Which lines in the entries below contain the word "weathered"? Show each such line in full, and treat uppercase and lowercase as different.

(Photo object pointing records)

%%

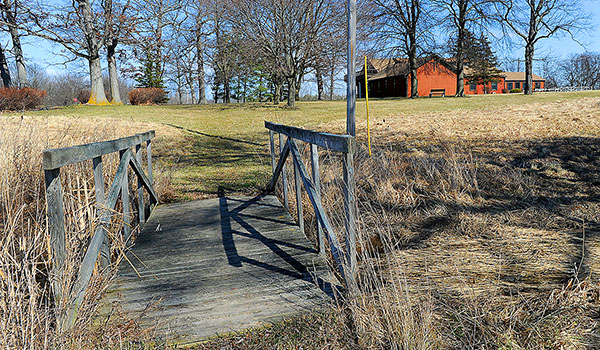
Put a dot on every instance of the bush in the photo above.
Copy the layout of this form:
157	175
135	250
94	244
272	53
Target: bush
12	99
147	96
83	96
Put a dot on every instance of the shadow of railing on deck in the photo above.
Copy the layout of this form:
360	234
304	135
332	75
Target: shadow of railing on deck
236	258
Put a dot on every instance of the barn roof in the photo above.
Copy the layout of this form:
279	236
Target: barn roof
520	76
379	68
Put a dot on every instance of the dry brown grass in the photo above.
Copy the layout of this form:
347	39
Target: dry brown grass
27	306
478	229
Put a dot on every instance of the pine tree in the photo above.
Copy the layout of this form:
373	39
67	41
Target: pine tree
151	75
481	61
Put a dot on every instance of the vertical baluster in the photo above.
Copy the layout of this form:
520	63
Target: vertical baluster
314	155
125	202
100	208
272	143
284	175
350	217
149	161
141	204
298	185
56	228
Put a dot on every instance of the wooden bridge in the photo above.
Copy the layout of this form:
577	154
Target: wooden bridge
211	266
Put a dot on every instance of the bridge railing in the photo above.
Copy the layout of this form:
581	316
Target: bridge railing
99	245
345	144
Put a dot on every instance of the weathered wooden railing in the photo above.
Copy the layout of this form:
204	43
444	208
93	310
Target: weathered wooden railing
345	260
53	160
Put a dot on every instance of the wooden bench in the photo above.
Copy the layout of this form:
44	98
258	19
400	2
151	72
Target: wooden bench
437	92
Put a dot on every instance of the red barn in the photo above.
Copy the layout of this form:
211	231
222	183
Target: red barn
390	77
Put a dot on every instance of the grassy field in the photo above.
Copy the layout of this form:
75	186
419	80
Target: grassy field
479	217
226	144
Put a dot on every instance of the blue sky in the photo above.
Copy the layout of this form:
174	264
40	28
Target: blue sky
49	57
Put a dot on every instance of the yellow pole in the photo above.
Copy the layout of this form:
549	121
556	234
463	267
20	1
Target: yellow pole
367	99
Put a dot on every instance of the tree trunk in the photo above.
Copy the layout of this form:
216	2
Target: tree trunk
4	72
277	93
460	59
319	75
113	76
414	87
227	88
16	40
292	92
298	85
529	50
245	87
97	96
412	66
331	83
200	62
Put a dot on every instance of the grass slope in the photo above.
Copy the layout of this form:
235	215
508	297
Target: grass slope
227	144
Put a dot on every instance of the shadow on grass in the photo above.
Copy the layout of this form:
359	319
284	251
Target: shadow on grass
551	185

%%
%%

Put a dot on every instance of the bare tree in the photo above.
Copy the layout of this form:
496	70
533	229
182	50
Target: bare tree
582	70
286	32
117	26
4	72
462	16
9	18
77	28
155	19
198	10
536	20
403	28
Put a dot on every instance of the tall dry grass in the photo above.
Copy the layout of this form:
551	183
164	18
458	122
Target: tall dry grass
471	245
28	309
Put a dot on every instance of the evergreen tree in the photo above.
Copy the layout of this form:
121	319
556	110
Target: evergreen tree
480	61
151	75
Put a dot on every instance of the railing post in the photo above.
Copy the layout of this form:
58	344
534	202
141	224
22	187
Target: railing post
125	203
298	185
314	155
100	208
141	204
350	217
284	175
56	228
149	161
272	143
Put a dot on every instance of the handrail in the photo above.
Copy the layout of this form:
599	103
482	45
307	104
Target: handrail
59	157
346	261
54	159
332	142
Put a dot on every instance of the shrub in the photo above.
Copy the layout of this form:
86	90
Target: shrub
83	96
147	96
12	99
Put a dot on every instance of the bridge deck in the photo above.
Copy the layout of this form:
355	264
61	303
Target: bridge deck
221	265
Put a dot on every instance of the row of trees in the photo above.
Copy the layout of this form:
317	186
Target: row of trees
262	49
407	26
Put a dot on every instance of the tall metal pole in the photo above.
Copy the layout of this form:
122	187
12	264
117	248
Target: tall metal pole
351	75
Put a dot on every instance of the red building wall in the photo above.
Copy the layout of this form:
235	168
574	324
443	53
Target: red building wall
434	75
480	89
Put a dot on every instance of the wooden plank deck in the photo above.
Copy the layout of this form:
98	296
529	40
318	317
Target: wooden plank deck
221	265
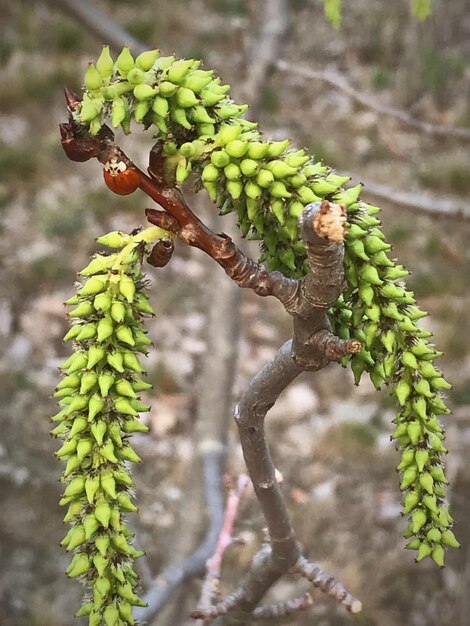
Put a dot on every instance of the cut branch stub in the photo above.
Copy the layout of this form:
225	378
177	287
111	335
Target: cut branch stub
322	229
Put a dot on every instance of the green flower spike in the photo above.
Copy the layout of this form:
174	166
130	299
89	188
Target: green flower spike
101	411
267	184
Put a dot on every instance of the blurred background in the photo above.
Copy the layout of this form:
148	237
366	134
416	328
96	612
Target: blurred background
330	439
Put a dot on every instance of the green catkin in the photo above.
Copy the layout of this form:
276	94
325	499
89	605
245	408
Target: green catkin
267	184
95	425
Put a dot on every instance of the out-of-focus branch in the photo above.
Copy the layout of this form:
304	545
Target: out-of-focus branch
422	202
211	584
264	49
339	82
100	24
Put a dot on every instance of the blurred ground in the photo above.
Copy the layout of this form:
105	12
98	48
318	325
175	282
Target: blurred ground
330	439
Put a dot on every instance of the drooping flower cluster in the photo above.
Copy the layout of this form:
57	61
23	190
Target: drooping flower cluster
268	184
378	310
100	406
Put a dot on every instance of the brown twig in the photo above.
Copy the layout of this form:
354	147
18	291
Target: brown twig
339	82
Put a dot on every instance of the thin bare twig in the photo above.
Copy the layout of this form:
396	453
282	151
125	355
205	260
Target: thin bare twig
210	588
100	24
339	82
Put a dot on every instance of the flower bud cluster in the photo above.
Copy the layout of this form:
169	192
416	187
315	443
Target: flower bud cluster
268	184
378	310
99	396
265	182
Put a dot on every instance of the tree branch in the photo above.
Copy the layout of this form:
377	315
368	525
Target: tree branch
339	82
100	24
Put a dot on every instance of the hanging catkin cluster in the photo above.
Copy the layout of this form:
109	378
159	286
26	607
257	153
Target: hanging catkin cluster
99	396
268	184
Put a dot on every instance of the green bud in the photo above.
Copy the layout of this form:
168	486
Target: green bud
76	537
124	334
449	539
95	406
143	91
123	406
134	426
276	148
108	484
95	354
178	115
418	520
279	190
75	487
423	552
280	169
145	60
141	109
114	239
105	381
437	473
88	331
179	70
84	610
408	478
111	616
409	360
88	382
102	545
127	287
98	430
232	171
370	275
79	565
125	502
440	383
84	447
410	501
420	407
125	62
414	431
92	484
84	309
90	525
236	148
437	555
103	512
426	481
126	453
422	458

%%

In response>
Put a dot on every instance of the weathered wooden railing in the photo above.
Target: weathered wooden railing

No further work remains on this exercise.